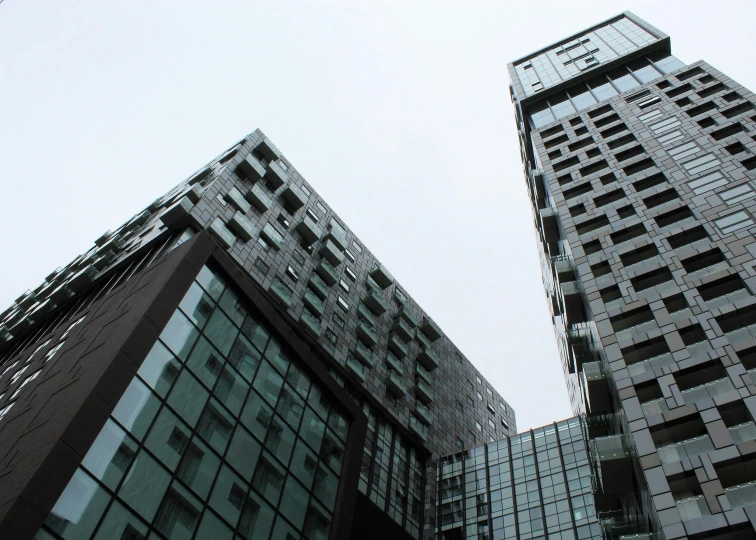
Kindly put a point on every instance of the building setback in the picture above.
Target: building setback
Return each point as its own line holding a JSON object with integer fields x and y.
{"x": 231, "y": 361}
{"x": 640, "y": 172}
++++
Exactly the lines from the one containing "Target: building setback" through the end of the records above should be returned, with both ends kept.

Target: building setback
Return each point as its own line holding a JSON object with integer fields x and y.
{"x": 231, "y": 361}
{"x": 640, "y": 172}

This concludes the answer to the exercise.